Top of Provided data

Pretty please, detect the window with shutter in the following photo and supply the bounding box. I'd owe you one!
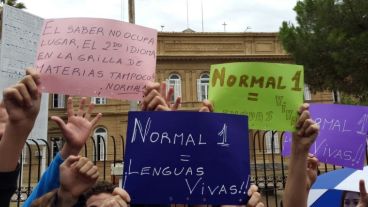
[166,74,182,102]
[304,84,312,101]
[91,97,107,105]
[94,128,108,161]
[197,73,209,101]
[52,94,65,108]
[265,131,280,154]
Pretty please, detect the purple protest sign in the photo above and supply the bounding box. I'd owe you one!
[281,132,292,156]
[282,103,368,169]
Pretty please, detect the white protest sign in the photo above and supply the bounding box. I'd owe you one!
[1,5,49,140]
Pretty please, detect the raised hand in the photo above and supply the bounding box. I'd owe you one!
[160,81,181,110]
[51,97,102,159]
[199,100,214,112]
[141,82,181,111]
[2,68,41,125]
[0,68,42,171]
[59,156,99,201]
[358,180,368,207]
[292,103,319,152]
[247,184,264,207]
[283,103,320,207]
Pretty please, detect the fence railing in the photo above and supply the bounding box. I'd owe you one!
[11,131,367,207]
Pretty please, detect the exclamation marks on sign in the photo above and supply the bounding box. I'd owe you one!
[238,181,245,194]
[97,88,103,96]
[248,93,258,101]
[352,144,365,166]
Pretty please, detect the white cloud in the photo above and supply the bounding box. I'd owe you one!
[20,0,298,32]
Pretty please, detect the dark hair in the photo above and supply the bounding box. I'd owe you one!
[84,181,117,199]
[75,181,117,207]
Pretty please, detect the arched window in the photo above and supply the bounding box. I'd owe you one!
[166,74,182,102]
[197,73,209,101]
[94,127,107,161]
[51,137,63,159]
[265,131,280,154]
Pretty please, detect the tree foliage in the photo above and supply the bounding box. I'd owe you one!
[279,0,368,102]
[1,0,26,9]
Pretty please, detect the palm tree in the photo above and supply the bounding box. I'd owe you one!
[1,0,26,9]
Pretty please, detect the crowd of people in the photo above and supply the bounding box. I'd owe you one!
[0,68,366,207]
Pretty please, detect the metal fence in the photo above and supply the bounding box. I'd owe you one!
[10,132,367,207]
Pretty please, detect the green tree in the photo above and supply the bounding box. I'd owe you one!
[1,0,26,9]
[279,0,368,103]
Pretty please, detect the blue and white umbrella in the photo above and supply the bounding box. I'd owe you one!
[308,166,368,206]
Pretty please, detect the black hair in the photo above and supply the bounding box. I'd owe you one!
[74,181,117,207]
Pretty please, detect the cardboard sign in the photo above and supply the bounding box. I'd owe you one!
[208,62,304,131]
[35,18,157,101]
[0,5,49,140]
[123,112,250,205]
[0,5,43,86]
[282,104,368,169]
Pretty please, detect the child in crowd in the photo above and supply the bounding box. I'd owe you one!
[30,156,100,207]
[31,158,131,207]
[23,96,102,206]
[0,67,102,206]
[78,181,130,207]
[342,191,360,207]
[340,180,368,207]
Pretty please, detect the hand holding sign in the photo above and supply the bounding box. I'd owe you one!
[35,18,157,101]
[282,103,368,169]
[292,103,319,152]
[141,82,181,111]
[283,107,319,207]
[209,62,304,131]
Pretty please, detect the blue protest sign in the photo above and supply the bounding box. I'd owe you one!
[123,111,250,205]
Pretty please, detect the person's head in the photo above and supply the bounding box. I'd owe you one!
[341,191,360,207]
[80,181,117,207]
[0,102,9,140]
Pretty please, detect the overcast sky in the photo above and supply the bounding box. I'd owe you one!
[20,0,298,32]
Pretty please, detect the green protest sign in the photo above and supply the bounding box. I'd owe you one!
[208,62,304,131]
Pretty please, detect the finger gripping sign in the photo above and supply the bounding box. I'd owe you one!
[123,111,250,205]
[209,62,304,131]
[35,18,157,101]
[282,103,368,169]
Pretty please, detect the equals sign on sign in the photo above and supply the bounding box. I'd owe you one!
[248,93,259,101]
[180,155,191,162]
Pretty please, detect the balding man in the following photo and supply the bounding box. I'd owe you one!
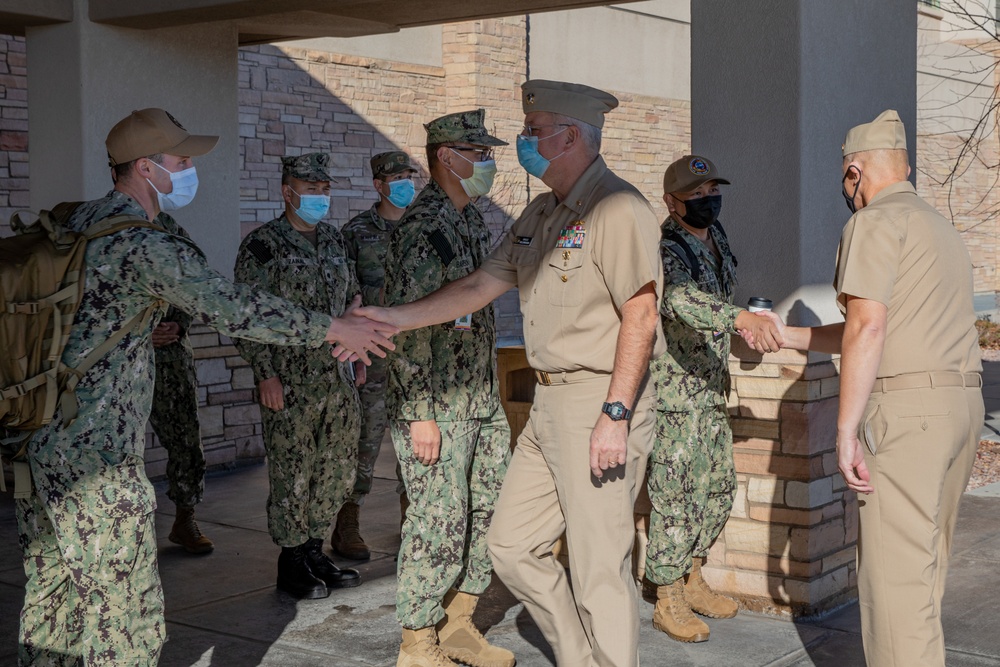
[756,110,984,667]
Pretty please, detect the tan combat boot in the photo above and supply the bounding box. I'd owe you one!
[397,627,459,667]
[331,501,371,560]
[436,590,516,667]
[653,579,710,643]
[684,557,739,619]
[169,505,214,555]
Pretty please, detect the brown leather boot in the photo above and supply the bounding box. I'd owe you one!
[397,626,459,667]
[436,590,515,667]
[169,505,214,555]
[653,579,710,643]
[685,557,739,619]
[331,502,371,560]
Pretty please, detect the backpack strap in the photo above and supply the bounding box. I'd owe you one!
[663,228,701,282]
[58,302,161,428]
[57,214,167,427]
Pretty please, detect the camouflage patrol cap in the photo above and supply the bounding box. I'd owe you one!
[424,109,508,147]
[663,155,730,194]
[842,109,907,156]
[371,151,417,179]
[106,108,218,166]
[521,79,619,129]
[281,152,333,182]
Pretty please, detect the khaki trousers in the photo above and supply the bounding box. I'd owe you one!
[488,375,654,667]
[858,385,983,667]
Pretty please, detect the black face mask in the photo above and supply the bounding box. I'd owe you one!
[842,166,862,214]
[680,194,722,229]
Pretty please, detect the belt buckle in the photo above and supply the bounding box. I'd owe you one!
[536,371,552,386]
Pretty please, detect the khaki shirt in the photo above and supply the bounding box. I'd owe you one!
[835,180,981,377]
[482,156,665,373]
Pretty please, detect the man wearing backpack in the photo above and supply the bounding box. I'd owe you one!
[639,155,779,643]
[13,108,396,667]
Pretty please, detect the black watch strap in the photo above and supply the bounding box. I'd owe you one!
[601,401,633,421]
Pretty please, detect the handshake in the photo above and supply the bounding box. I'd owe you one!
[321,295,402,365]
[733,304,786,354]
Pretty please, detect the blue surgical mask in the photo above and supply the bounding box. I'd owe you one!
[292,191,331,226]
[386,179,415,209]
[515,127,568,179]
[449,149,497,198]
[147,160,199,211]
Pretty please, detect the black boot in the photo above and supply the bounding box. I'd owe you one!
[305,538,362,589]
[277,545,329,599]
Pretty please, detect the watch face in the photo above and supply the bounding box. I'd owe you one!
[604,402,626,420]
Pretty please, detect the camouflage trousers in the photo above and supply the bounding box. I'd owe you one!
[350,357,387,504]
[261,378,360,546]
[16,449,164,666]
[150,352,204,508]
[392,404,511,629]
[645,405,736,585]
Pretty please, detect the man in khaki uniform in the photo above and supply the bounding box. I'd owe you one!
[756,110,984,667]
[357,80,782,667]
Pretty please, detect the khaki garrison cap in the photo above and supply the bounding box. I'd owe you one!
[106,108,218,167]
[281,152,334,182]
[663,155,730,194]
[424,109,508,147]
[371,151,417,179]
[521,79,619,129]
[842,109,907,156]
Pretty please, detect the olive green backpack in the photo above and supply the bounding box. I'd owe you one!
[0,203,163,496]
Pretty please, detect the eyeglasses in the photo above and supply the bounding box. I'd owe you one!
[521,123,572,137]
[449,146,494,162]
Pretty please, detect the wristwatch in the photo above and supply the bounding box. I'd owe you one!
[601,401,633,421]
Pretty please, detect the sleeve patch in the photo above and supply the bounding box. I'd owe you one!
[247,238,273,265]
[427,230,456,266]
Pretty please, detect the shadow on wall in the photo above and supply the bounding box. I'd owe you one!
[236,44,521,249]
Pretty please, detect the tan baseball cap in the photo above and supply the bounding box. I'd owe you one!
[663,155,730,194]
[521,79,619,129]
[842,109,906,156]
[106,108,219,166]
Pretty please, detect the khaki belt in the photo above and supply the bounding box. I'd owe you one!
[872,371,982,393]
[534,369,608,386]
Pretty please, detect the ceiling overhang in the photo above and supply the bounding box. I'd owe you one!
[85,0,635,44]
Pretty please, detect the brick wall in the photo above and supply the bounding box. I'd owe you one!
[0,35,27,238]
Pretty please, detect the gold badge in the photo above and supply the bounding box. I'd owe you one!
[526,93,535,105]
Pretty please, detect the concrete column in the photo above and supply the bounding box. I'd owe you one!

Bottom of Provided data

* What you should do
Retype the entries word for word. Omit any images.

* Answer for this exercise
Pretty please, detect the window with shutter in the following photo and supply the bounding box. I'd owe you one!
[166,74,182,102]
[304,84,312,101]
[91,97,107,105]
[94,128,108,161]
[197,73,209,101]
[52,94,65,108]
[265,131,280,154]
Pretty please, detect the purple protest sign in the photo above and supply the bounding box. I'd owe you one!
[281,132,292,156]
[282,103,368,169]
Pretty please, detect the white protest sign in the photo above and supply the bounding box. I'd owe you one!
[1,5,49,140]
Pretty please, detect the raised hand in the photo above and supply the bounding box. I'd owe you one!
[160,81,181,110]
[51,97,102,159]
[199,100,214,112]
[141,82,181,111]
[2,68,41,125]
[0,68,42,171]
[59,156,99,201]
[358,180,368,207]
[292,103,319,152]
[247,184,264,207]
[283,103,320,207]
Pretty please, detect the fence railing in the photo above and supply the bounding box. I'd owe you one!
[11,131,367,207]
Pretty please, detect the exclamation marks on sign in the photo above and supply the bounding box. I'd owe you one!
[238,181,245,194]
[97,88,103,96]
[248,93,258,101]
[352,144,365,166]
Pretty please, detect the white cloud in the photo above and supply the bounding box. I'd owe you one!
[20,0,298,32]
Pretty please, detect the dark hair in the photo above and supply the bounding box. I'd owe you one!
[84,181,117,199]
[75,181,117,207]
Pretty please, detect the arched window in the photo above and supply the bounding box. I'd owe you one!
[166,74,182,102]
[197,73,209,101]
[94,127,107,161]
[51,137,63,159]
[265,131,280,154]
Pretty please, detect the tree foliage in the photo above and supply the bounding box. I'd owe you one!
[279,0,368,102]
[1,0,26,9]
Pretty please, detect the palm tree in the photo above and supply the bounding box. I'd owe you one!
[1,0,26,9]
Pretty please, detect the crowd of people in the photo above and supply the bounding box. I'd owe you one!
[0,68,366,207]
Pretty please, detect the metal fence in the photo above and supply the bounding box. I'd owe you one!
[10,132,367,207]
Pretty please, detect the green tree in the photo above and supply the bounding box. I'd owe you one!
[1,0,26,9]
[279,0,368,103]
Pretty please, detect the blue and white umbrella in the photo above and supply the bounding box. I'd owe you one!
[308,166,368,206]
Pretty please, detect the black hair in the photo above and supply the bounding box. I'd owe you one!
[74,181,117,207]
Pretty please, detect the cardboard sign in the photo above and supply the bounding box. I'd owe you one!
[208,62,304,131]
[35,18,157,101]
[0,5,49,140]
[123,112,250,205]
[0,5,43,86]
[282,104,368,169]
Pretty please, detect the child in crowd in the photo above and supply the bounding box. I'd owe you one!
[30,156,100,207]
[31,158,131,207]
[23,96,102,206]
[0,67,102,206]
[78,181,130,207]
[342,191,360,207]
[340,180,368,207]
Pretty please, detect the hand holding sign in the photo above and supply the bounding box. I'd owe you one!
[35,18,157,101]
[282,103,368,169]
[292,103,319,152]
[141,82,181,111]
[283,107,319,207]
[209,62,304,131]
Pretty please, detect the blue protest sign in the photo above and supply the bounding box. I'd owe you one!
[123,111,250,205]
Pretty please, detect the person's head in the photo above and supply the bounding box. I'd owe you one!
[341,191,360,207]
[80,181,117,207]
[0,102,9,140]
Pretty please, detect the overcast sky in the photo above and supply the bounding box. I'd owe you one!
[20,0,298,32]
Pretty please, detect the green protest sign in the photo above and supply the bounding box. I'd owe you one!
[208,62,304,131]
Pretty please, detect the finger gripping sign in the photo above and supply the bounding box. I'd owe you one!
[123,111,250,205]
[209,62,304,131]
[35,18,157,101]
[282,103,368,169]
Pretty please, detect the equals sign on sign in the photo above and supply the bounding box. I'd owe you one!
[248,93,259,101]
[180,155,191,162]
Pretty please, detect the balding man in the following photo and supply the bounding box. I'd owe you one!
[756,110,984,667]
Pretty please, detect the tan combat boot in the photo above and supply the bounding box. I'd owe you one!
[397,627,459,667]
[331,501,371,560]
[436,590,516,667]
[653,579,710,643]
[684,557,739,619]
[169,505,214,555]
Pretty please, detect the brown leather boot in the photo above and supply the bounding box. I'd owe you one!
[397,626,459,667]
[436,590,515,667]
[169,505,214,555]
[653,579,710,643]
[685,557,739,619]
[331,502,371,560]
Pretty please, detect the backpack strap in the photo above and supply the bounding box. I'd owe you one!
[663,228,701,282]
[58,302,161,428]
[57,214,167,427]
Pretty please, detect the camouflage patrol cap in the photo above and supply the bounding box. I'd owe you one!
[424,109,508,147]
[663,155,730,194]
[842,109,907,156]
[371,151,417,179]
[106,108,218,166]
[521,79,619,129]
[281,152,333,182]
Pretty please, detect the khaki trousers in the photo above and supply the bounding box. I'd owe you one!
[488,375,654,667]
[858,385,983,667]
Pretty please, detect the black face mask in the photo above and supply the bounding box. I'd owe you one!
[842,166,862,214]
[680,194,722,229]
Pretty please, detect the belt buckle in the photo above and supply the bounding box. I'd owe you one!
[536,371,552,386]
Pretty please, detect the khaki shirt in the photo above and supply the bounding box. I'd owe you one!
[835,180,981,377]
[482,156,665,373]
Pretty please, detect the man wearing backpack in the photo above and supply the bounding box. I'd owe you one!
[639,155,779,643]
[13,108,396,667]
Pretty please, detect the black watch strap in the photo above and supply the bounding box. I'd owe you one!
[601,401,633,421]
Pretty please, detect the handshake in the photo above and supply the bounding box. I'd owe you one!
[321,295,402,365]
[733,304,786,354]
Pretty please, detect the blue surgical mask in the photo above and supply the bounding box. I'd owe you one!
[292,191,331,226]
[386,179,415,209]
[515,127,568,179]
[449,149,497,198]
[147,160,199,211]
Pretty please, detect the black boot in the photo above and supply the bounding box. I'd owe you one!
[305,538,362,589]
[277,545,329,599]
Pretty please, detect the watch face in the photo above and supply the bounding box. I'd owe you one!
[604,402,626,420]
Pretty please, detect the camouflage trousers in the photo above and supply the bounding box. I'd owe you one!
[350,357,387,504]
[261,378,360,546]
[16,449,164,666]
[150,352,204,508]
[392,404,511,629]
[645,405,736,585]
Pretty please, detect the man in khaki uniform in the photo above and supply the bounding box. I'd owe you one!
[756,110,984,667]
[357,80,782,667]
Pretty please, detect the khaki garrison cap in the photo above and supply the bounding box. I'd owe you one!
[106,108,218,167]
[281,152,334,182]
[663,155,730,194]
[424,109,508,147]
[371,151,417,179]
[521,79,619,129]
[842,109,907,156]
Pretty please, detect the olive green backpack in the photo above and supply the bounding box. I'd owe you one!
[0,203,163,496]
Pretty please, detect the eyeglasses in the photo above and supply the bounding box. I'd owe you one!
[521,123,572,137]
[449,146,494,162]
Pretty please, detect the wristwatch in the photo above and supply the bounding box. I'd owe you one!
[601,401,633,421]
Pretty please, detect the sleeve patch in the photo above and supply the bounding box. I'd owe you one!
[247,238,273,265]
[427,230,456,266]
Pretty please, detect the shadow on wall in the photo above and supply the bounding box. I'd owe you one!
[236,44,521,249]
Pretty please, detect the tan baseball cap in the photo above and supply the bounding box. I'd owe you one!
[663,155,730,194]
[521,79,619,129]
[842,109,906,156]
[106,108,219,166]
Pretty please, detect the khaki belt in the photo above and supply the bounding box. I'd owe you one!
[872,371,982,393]
[534,369,608,386]
Pretty please, detect the ceiling overhang in the photo above and supply the bounding box. I'd owe you one!
[85,0,635,44]
Pretty please, detect the brick wall in the photo above and supply the bounding box. I'd owe you one!
[0,35,27,238]
Pretty please, detect the gold badge in the photo above and supply the bounding box. I'd owe you one!
[526,93,535,105]
Pretty please, detect the concrete column in the photo above and supply the bounding box. I'd owe you one!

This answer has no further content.